Görev A ▸
Venezuela'daki krizi anlatan yazıyı iki cümleyle özetleyin.
Görev B ▸
Venezuela'daki krizi anlatan yazının devamını yazın.

Okuma Metni ▸
---+---

Venezuela sıfırı tüketti!
Venezuela`da gıda, enerji ve ilaç sıkıntısıyla beraber yaşanan büyük ekonomik kriz, eşi benzeri görülmemiş bir sosyal öfkeye neden oluyor. Venezuelalı iktisatçı Miguel Velarde, "Ülke içindeki normal harcamalar için bile para yok" dedi.
Venezuela'da ekonomideki kötüye gidiş ve yüksek enflasyon nedeniyle hükümete karşı giderek artan gösteriler günlük hayatın bir parçası olmaya başladı. Uzun saatleri bulan elektrik kesintileri, ilaç ve temel gıda ürünlerinin eksikliği, ülkeyi toptan çöküşün eşiğine getiren sosyal huzursuzluğu pekiştiriyor.
Venezuela 25 Nisan'dan bu yana, kelimenin tam anlamıyla karanlıkta. Tarihindeki en kötü elektrik krizini yaşayan Venezuella'da, başta günde 4 saat olarak planlanan elektrik kesintileri, bazı şehirlerde günde 15 saatten uzun sürüyor. Ülke aynı zamanda enerji üretiminin yüzde 60'ını karşılayan Guri barajındaki su seviyesini önemli ölçüde azaltan bir kuraklıkla da karşı karşıya. Venezuela hükümeti, krizin etkilerini azaltmak için ümitsiz önlemleri uygulamaya koyarken, etkili olmaktan çok uzak bu önlemlerin bazıları, vatandaşların öfkesini pekiştiriyor ve ülkede alışılmadık bir feverana neden oluyor.
Hükümetin baş muhalifleri, Devlet Başkanı Nicolas Maduro yönetimini krizi kötü yönetmekle suçluyor. Muhalifler tüm bu yaşananların arkasında, eski Devlet Başkanı Hugo Chavez döneminden kalma sorunların bulunduğuna işaret ediyor ve bunları, enerji üretimi için altyapı eksikliği ve yolsuzluk nedeniyle kamu fonlarının kötüye kullanılması olarak sıralıyor. Ülkedeki olumsuz koşullar altında dahi, biri geçmişte sendika lideri, diğeri otobüs şoförü olan "işçi devlet başkanları" Chavez ve halefi Maduro'nun destekçileri ise devrimlerini savunmak konusunda kararlı davranırken, Venezuela Devlet Başkanı Nicolas Maduro, sağ görüşlü vatandaşların kendisini iktidardan indirme çabalarına cevaben işçilere "zafer kazanana kadar süresiz genel grev" yapmaları ve "anayasal halk ayaklanması" çağrısında bulundu. Maduro hükümeti bunun yanı sıra, ülkeye kapitalistler tarafından "ekonomik savaş" açıldığını savunuyor ve 1999 yılında Chavez'in liderliğinde başlatılan sosyalist "devrimi" devam ettirme yemini ediyor.

---+---

Gösterilen Bilgiler ▸
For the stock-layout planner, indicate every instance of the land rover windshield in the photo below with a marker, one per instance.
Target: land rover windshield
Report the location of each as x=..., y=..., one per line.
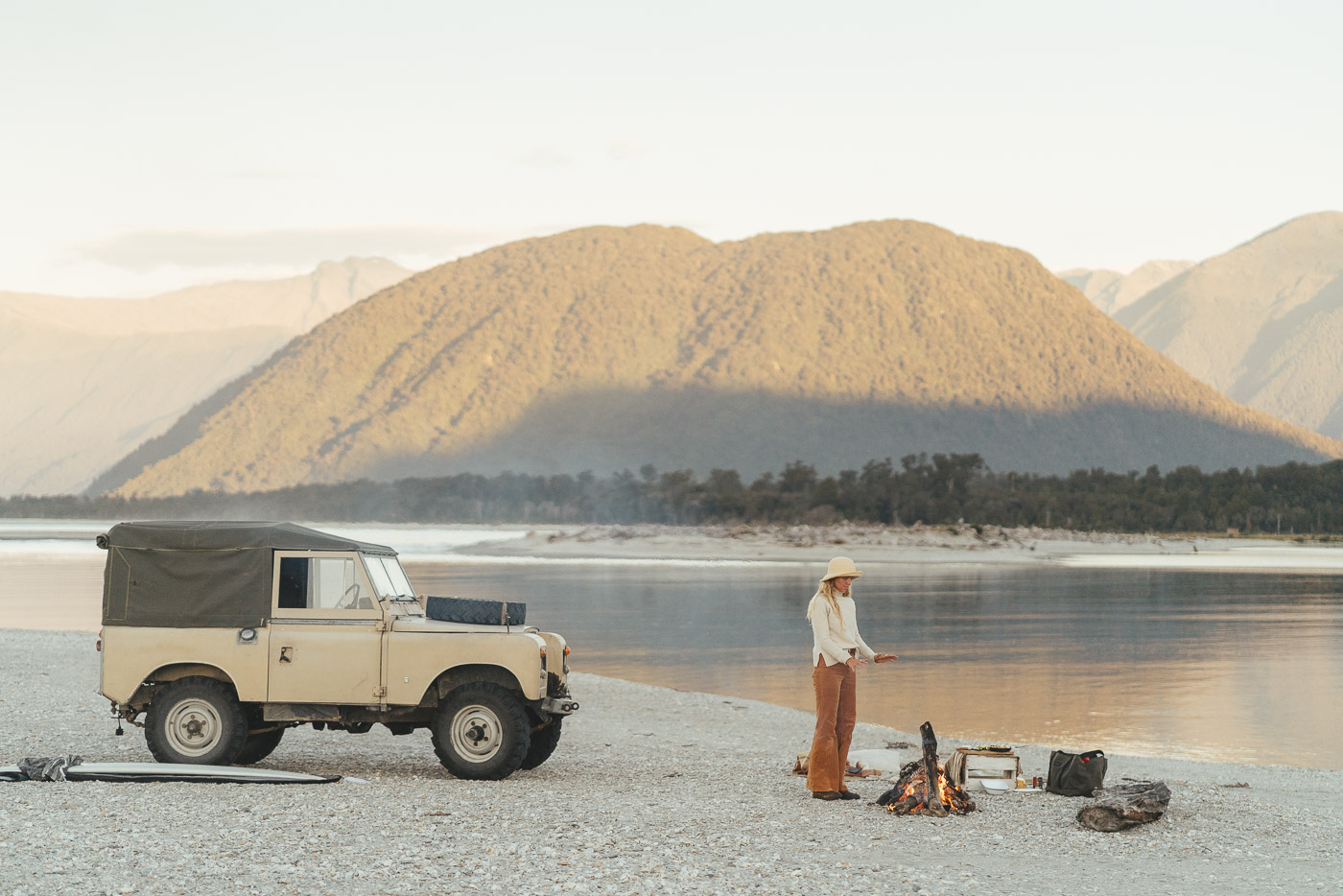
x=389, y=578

---+---

Beklenen Cevap A ▸
Venezuela'da gıda, enerji ve ilaç sıkıntısıyla birlikte yaşanan ekonomik kriz ve yüksek enflasyon, hükümete karşı giderek artan gösterilere ve büyük bir sosyal öfkeye yol açıyor; 25 Nisan'dan beri süren elektrik kesintileri bazı şehirlerde günde 15 saati aşıyor ve kuraklık yüzünden, enerji üretiminin yüzde 60'ını karşılayan Guri barajındaki su seviyesi önemli ölçüde düşmüş durumda. Muhalifler Maduro yönetimini krizi kötü yönetmekle suçluyor ve sorunların arkasında Chavez döneminden kalan altyapı eksikliğini ve yolsuzluğu görüyor; Maduro ise işçileri süresiz genel greve çağırıyor, ülkeye kapitalistler tarafından "ekonomik savaş" açıldığını savunuyor ve sosyalist "devrimi" sürdürme yemini ediyor.

Beklenen Cevap B ▸
Maduro, hükümetinin istikrarını bozmak, petrol endüstrisini sabote etmek ve elektrik kesintilerine neden olmak amacıyla, Amerikan Merkezi İstihbarat Teşkilatı'nın (CIA) planının bir parçası olarak, muhalefetin gıda sıkıntısını ortaya çıkardığını öne sürüyor. Ülkede elektrik kesintileri, gıda ve su azlığı nedeniyle birçok şiddet olayı yaşandı. Sosyal şiddetin sembolü haline gelen, ülkenin en önemli ikinci kenti Maracaibo'ya düzeni tekrar sağlaması için çarşamba günü bin askeri personel gönderildi. Karneli alışveriş sistemini eleştirmekle kalmayan protestocular, 70'den fazla süpermarket ve iş yerini de soydu. Öfke tüm ülkeye yayıldı. "Datanalisis" anket şirketi, her on Venezuelalı'dan yedisinin, halkın çeyreğinin desteğini alan hükümetin değişmesini istediğini ortaya koydu.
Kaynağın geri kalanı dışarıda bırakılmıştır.